> [Exercise aim]
Please update the data starting with the line with "target | rear wheel" and going on through the end of the data, replacing "license plate" with "registration plate". Give those lines again with nothing else changed.

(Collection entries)
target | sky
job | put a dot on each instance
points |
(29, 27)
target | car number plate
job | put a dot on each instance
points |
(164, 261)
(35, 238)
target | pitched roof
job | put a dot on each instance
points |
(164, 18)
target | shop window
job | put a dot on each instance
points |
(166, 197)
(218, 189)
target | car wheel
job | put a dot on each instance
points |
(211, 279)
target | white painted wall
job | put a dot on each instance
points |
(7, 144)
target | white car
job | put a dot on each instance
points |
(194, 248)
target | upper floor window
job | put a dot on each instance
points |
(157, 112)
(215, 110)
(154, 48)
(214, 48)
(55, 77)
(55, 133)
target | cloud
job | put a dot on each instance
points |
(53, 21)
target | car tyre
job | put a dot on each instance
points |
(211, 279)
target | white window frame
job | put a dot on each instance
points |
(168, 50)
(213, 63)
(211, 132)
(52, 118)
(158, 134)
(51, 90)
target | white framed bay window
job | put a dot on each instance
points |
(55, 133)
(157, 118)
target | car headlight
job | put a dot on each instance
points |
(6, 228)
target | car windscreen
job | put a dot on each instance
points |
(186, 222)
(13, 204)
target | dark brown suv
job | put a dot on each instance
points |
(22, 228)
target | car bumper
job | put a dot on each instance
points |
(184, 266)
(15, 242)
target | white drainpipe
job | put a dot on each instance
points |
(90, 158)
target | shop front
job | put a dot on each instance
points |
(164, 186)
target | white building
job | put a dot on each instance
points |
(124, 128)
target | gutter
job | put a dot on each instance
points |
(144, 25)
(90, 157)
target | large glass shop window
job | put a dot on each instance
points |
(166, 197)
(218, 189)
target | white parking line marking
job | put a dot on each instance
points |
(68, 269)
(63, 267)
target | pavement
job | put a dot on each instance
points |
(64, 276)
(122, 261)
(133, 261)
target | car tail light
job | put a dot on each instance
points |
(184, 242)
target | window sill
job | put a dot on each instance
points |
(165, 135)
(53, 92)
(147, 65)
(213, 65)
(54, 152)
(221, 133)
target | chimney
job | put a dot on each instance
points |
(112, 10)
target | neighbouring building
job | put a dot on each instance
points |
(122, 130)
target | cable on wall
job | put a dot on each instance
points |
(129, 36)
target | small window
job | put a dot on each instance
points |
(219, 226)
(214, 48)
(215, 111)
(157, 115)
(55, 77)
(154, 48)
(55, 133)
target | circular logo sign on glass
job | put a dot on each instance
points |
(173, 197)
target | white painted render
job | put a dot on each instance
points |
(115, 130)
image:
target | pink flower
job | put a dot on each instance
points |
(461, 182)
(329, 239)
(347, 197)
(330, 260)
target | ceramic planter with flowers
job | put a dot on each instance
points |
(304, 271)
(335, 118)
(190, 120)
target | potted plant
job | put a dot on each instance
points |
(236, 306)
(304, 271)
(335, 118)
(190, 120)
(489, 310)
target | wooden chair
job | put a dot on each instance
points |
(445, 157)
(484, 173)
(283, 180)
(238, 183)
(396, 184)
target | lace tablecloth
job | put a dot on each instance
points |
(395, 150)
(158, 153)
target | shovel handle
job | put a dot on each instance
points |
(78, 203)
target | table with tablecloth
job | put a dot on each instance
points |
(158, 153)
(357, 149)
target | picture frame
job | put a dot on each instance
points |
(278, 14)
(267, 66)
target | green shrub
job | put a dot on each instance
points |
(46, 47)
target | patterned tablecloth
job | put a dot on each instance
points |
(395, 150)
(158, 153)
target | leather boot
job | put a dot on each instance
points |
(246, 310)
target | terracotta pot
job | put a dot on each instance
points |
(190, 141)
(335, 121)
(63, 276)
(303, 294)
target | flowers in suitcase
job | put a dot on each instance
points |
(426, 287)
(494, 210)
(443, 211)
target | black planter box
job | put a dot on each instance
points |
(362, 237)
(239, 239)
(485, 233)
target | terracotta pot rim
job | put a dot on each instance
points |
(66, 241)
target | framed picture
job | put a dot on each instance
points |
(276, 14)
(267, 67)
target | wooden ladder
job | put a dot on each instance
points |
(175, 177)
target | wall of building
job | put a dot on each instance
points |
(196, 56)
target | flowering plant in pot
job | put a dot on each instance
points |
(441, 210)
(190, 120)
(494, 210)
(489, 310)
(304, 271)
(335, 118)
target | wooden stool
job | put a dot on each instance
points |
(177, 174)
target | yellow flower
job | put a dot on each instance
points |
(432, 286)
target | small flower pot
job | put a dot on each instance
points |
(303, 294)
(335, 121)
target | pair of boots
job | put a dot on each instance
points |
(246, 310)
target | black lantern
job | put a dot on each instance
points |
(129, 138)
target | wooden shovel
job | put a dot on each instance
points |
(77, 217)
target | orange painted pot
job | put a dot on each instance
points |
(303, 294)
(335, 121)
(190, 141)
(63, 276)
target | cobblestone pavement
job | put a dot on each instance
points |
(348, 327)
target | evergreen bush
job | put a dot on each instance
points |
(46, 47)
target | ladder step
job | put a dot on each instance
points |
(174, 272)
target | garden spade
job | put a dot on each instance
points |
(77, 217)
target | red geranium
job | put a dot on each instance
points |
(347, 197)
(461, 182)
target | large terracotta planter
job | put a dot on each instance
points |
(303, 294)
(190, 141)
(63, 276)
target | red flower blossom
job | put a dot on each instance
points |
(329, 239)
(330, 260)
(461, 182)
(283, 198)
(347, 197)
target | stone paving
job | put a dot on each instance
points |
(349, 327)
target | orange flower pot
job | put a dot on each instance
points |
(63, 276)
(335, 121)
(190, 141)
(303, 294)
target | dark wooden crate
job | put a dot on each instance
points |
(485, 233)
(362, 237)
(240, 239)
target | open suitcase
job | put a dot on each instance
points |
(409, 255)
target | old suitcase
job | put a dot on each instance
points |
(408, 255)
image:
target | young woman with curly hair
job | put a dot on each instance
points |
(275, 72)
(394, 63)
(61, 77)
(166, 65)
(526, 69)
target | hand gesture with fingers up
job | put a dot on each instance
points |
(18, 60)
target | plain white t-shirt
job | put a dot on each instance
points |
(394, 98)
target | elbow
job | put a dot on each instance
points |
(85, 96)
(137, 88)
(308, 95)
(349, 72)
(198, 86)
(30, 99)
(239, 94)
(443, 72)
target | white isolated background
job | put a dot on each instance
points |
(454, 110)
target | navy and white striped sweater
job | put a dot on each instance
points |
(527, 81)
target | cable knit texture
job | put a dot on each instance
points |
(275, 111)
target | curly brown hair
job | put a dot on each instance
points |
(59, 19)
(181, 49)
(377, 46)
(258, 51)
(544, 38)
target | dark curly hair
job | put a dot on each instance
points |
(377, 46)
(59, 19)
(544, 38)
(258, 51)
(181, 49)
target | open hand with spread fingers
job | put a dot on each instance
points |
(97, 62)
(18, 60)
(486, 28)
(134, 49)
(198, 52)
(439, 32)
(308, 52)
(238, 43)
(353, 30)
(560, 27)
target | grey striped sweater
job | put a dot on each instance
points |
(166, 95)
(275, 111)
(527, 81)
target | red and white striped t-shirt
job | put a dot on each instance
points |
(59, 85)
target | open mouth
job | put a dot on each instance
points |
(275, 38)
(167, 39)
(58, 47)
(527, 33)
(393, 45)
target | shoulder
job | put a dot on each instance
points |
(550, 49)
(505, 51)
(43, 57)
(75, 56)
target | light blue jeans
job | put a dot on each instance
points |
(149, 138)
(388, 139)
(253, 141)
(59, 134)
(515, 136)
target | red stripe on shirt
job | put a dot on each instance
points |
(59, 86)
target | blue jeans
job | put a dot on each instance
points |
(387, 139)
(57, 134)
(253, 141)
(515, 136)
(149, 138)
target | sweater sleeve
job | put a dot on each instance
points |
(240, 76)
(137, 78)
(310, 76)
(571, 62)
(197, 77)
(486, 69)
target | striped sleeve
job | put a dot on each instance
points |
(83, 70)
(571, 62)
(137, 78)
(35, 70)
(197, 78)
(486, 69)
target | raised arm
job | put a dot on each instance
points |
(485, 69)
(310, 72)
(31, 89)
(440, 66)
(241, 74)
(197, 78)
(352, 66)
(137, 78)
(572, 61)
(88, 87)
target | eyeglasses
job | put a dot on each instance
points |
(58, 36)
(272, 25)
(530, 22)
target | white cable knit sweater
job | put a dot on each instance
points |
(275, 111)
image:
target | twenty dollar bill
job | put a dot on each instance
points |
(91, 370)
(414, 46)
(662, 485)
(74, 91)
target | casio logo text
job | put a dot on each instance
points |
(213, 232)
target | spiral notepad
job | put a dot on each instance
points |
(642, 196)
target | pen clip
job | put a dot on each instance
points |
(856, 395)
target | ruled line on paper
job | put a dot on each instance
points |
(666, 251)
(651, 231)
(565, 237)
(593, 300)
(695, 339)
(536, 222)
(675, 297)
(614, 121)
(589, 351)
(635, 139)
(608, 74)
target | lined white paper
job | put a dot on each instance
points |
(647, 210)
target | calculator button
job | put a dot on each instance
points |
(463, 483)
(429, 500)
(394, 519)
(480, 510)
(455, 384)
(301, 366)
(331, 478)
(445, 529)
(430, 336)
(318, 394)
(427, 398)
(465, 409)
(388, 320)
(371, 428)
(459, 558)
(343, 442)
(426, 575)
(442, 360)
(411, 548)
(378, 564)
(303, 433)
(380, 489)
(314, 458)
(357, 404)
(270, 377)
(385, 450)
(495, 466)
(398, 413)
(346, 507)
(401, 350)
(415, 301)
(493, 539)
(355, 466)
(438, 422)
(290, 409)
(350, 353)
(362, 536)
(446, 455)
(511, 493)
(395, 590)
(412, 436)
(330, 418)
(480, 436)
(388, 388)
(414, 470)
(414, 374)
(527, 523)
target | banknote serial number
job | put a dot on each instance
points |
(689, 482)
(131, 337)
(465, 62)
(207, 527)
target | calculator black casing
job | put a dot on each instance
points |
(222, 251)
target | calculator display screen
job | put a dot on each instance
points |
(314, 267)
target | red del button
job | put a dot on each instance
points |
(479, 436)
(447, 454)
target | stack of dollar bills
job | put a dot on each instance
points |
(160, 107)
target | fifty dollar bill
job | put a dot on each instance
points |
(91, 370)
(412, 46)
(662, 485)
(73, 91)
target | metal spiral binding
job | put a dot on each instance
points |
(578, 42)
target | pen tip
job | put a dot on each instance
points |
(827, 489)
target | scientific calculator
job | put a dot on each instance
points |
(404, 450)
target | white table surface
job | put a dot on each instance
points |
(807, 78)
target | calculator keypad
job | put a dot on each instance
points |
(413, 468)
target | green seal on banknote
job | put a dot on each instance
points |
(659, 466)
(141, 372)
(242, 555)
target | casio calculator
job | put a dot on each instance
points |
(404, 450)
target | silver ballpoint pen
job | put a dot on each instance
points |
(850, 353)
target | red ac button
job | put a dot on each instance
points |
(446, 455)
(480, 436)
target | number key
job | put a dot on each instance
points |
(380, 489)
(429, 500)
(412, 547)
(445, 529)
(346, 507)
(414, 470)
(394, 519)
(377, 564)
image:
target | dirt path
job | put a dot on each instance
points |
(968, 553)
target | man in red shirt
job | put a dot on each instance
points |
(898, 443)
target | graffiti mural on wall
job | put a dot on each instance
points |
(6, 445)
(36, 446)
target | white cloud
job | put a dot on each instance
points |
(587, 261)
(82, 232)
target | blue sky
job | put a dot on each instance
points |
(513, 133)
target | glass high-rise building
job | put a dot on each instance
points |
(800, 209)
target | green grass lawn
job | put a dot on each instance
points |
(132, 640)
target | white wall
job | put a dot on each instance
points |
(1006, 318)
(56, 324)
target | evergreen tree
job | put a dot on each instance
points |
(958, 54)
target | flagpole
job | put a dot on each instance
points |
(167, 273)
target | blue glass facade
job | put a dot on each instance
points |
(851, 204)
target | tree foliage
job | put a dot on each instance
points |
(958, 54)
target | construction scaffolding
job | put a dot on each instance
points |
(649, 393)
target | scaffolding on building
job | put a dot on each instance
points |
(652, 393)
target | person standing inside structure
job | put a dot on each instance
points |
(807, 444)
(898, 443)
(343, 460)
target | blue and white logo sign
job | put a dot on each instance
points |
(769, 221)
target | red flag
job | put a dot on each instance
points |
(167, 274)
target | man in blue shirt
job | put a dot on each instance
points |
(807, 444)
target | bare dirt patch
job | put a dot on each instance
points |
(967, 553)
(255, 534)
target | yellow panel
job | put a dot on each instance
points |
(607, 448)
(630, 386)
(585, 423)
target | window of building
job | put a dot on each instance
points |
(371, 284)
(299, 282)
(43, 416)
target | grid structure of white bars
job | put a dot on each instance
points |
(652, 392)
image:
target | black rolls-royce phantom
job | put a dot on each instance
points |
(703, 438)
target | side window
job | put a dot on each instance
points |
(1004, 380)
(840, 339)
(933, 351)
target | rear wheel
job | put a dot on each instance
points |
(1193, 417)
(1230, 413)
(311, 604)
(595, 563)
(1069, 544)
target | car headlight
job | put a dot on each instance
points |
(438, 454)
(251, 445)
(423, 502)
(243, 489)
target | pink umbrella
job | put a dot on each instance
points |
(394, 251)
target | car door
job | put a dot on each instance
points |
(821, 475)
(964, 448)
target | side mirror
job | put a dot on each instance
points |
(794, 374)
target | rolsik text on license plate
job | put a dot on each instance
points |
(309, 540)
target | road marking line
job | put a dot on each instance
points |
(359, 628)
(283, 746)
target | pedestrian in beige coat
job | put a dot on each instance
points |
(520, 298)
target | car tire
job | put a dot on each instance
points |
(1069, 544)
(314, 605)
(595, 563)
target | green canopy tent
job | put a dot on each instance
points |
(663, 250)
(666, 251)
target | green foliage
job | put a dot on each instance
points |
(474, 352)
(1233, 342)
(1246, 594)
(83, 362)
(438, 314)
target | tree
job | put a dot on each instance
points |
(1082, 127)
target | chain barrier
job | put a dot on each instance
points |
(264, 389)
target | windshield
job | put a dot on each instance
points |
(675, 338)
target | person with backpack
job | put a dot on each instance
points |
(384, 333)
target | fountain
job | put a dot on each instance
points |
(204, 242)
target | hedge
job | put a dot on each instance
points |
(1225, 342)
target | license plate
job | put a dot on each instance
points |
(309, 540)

> [Reply to the exercise]
target | rear wheel
job | put a dot on each instance
points |
(1193, 417)
(1230, 413)
(311, 604)
(595, 563)
(1069, 544)
target | car headlight
job | put a dot on each instance
points |
(438, 454)
(251, 445)
(423, 502)
(243, 489)
target | pink umbrella
job | put a dot on each instance
points |
(394, 251)
target | car door
job | put a dot on each instance
points |
(821, 475)
(964, 448)
target | side mirror
job | put a dot on each instance
points |
(794, 374)
target | rolsik text on registration plate
job | put a dot on each instance
points |
(309, 540)
target | road marking line
job | put a dot on each instance
points |
(359, 628)
(283, 746)
target | pedestrian in beige coat
job | put a dot on each instance
points |
(520, 298)
target | car tire
job | put a dot on each instance
points |
(1069, 544)
(314, 605)
(595, 563)
target | green canopy tent
job | put a dot on each instance
points |
(663, 250)
(666, 251)
target | green foliage
job | put a dot on each instance
points |
(474, 352)
(1233, 342)
(1246, 594)
(83, 362)
(438, 314)
target | tree
job | put a dot on each instance
points |
(1082, 127)
target | chain barrier
job | put a dot on each instance
points |
(264, 389)
target | windshield
job | put a dot on each instance
points |
(675, 338)
target | person with backpack
job | put a dot on each instance
points |
(384, 333)
target | fountain
job | put a dot on each instance
points |
(204, 242)
target | hedge
job | put a dot on each instance
points |
(1225, 342)
target | registration plate
job | put a dot on each instance
points |
(309, 540)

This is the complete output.